> **The problem**:
Answer these questions from the text on the saphenous nerve block:
(a) Over how long a period were the medical records reviewed?
(b) What overall success rate did the ultrasound-guided technique have?
(c) What kind of study does the conclusion say would give a more definitive answer on the technique's efficacy for surgical anesthesia?

> **Text block**:

Thirty-nine consecutive patients were identified as receiving an ultrasound-guided subsartorial saphenous nerve block. Overall, this ultrasound-guided technique was found to have a 77% success rate.

Conclusion

This case series shows that an ultrasound-guided subsartorial approach to saphenous nerve blockade is a moderately effective means to anesthetize the anteromedial lower extremity. The success rate is based on stringent criteria with an endpoint of postoperative analgesia. A randomized prospective study would provide a more definitive answer regarding the efficacy of this technique for surgical anesthesia.

Efficacité d’une approche sous-sartoriale guidée par ultrason pour l’anesthésie du nerf saphène interne: une série de cas

Résumé

Objectif

Le nerf saphène interne, une branche du nerf fémoral, est un nerf purement sensitif qui innerve la partie antéromédiale de la jambe, du genou jusqu’au pied. Il existe peu de preuves quant à l’efficacité des techniques guidées par ultrason pour l’anesthésie du nerf saphène interne. Nous avons donc entrepris une revue rétrospective d’une série de cas afin d’examiner l’efficacité d’une approche sous-sartoriale guidée par ultrason pour l’anesthésie du nerf saphène interne.

Méthodes

Pendant une période de quatre mois, les dossiers médicaux de tous les patients ayant bénéficié d’un bloc sous-sartorial du nerf saphène interne pour une chirurgie du membre inférieur à notre institution ont été revus. Les données démographiques et des renseignements sur ces patients ont été recueillis, dont les caractéristiques du bloc, la prise en charge de l’anesthésie peropératoire, les scores de douleur pré-anesthésie, postanesthésie et postopératoire, ainsi que la posologie analgésique postopératoire. La réussite du bloc en période préopératoire a été définie par une administration peropératoire minime de substances analgésiques et un score de douleur à 0 ne nécessitant aucun apport analgésique supplémentaire à la salle de réveil. La réussite du bloc en période postopératoire a été définie par la réduction du score de douleur à 0 sans avoir recours à un apport analgésique supplémentaire.

Résultats

On a identifié trente-neuf patients consécutifs ayant bénéficié d’un bloc du nerf saphène interne sous-sartorial guidé par ultrason. Dans l’ensemble, la technique guidée par ultrason a connu un taux de réussite de 77 %.

Conclusion

Cette série de cas montre que l’approche sous-sartoriale guidée par ultrason pour l’anesthésie du nerf saphène interne est une manière modérément efficace d’anesthésier la partie antéromédiale du membre inférieur. Le taux de réussite est fondé sur des critères rigoureux et le critère d’évaluation était l’analgésie postopératoire. Une étude prospective randomisée offrirait une réponse plus définitive quant à l’efficacité de cette technique pour l’anesthésie chirurgicale.

> **Listed entries**:
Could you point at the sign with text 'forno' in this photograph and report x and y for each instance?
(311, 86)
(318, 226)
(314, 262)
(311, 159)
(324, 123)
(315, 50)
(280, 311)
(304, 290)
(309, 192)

> **Your solution**:
(a) Four months.
(b) 77%.
(c) A randomized prospective study.